**Work instructions**
Locate each line of the records below that contains the word "beaded", matching case exactly, and copy every such line.

**Stored entries**
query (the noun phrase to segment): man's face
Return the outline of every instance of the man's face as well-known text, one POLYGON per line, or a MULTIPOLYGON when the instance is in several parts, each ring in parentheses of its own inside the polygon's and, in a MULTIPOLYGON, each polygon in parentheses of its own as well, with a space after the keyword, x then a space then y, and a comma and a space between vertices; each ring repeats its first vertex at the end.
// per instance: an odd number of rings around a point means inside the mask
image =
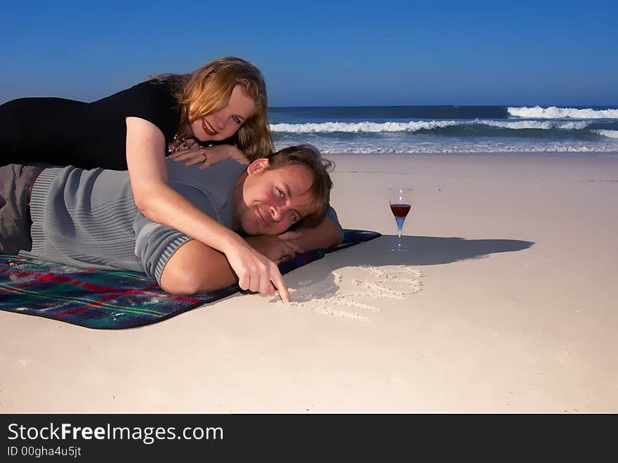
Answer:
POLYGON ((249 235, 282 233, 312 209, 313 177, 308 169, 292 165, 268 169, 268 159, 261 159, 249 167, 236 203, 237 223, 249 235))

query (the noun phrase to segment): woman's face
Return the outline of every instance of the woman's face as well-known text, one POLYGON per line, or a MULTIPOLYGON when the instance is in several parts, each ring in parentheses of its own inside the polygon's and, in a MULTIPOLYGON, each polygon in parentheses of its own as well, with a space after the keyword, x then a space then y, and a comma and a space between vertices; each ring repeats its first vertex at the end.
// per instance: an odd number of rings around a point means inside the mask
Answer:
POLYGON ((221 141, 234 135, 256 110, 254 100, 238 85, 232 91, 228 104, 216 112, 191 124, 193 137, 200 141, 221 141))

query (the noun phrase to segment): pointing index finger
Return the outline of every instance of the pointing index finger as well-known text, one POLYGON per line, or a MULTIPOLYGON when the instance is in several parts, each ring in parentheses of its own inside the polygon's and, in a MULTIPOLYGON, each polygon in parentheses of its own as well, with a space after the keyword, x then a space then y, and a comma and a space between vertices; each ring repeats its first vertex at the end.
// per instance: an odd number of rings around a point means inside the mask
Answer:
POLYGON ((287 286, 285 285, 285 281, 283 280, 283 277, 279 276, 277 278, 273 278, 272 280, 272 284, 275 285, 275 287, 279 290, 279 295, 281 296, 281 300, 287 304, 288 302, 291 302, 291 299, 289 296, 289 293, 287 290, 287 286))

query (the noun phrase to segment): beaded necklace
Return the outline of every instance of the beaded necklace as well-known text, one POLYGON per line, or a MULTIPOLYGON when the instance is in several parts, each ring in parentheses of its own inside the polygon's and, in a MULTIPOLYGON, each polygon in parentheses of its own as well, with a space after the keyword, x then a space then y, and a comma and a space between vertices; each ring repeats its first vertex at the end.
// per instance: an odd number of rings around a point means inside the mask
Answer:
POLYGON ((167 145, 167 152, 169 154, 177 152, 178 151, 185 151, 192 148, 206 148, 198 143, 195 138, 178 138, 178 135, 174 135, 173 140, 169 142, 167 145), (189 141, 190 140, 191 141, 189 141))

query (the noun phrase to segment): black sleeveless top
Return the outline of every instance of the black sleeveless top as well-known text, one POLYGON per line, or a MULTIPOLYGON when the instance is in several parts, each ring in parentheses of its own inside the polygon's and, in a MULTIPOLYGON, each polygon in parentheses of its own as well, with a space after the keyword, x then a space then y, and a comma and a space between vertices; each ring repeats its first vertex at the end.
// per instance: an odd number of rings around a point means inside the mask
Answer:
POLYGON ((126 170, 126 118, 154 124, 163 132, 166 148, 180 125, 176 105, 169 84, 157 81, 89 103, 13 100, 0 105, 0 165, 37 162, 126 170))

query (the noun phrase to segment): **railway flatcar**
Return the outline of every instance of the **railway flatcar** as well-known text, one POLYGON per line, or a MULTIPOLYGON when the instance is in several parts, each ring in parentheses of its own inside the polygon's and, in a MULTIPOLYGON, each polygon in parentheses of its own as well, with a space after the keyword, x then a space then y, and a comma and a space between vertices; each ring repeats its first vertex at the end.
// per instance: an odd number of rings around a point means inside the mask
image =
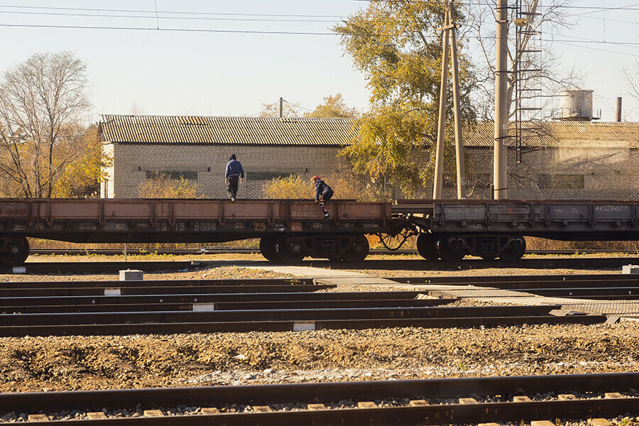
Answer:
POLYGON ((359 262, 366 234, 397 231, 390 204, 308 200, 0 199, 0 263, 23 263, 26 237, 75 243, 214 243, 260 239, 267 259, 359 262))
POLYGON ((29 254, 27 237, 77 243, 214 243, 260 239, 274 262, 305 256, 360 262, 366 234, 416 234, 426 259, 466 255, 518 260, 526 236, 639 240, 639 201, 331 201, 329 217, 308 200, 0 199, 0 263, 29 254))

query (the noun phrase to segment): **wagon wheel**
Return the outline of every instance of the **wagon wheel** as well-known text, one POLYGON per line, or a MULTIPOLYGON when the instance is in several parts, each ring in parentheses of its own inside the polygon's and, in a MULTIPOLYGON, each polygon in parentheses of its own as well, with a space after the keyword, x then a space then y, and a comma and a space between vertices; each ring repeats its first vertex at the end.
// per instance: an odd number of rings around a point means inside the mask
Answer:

**Response to the task**
query (the noun phrase to segment): beaded necklace
Return the outline of every instance of the beaded necklace as well-known text, one POLYGON per line, or a MULTIPOLYGON when the instance is in several parts, each ring in parentheses of its own inside the polygon's and, in a MULTIPOLYGON, each polygon in parentheses of its own as well, with a space after the keyword, x then a space then y, and a comma and a space between vertices; each ring repeats its first vertex at the end.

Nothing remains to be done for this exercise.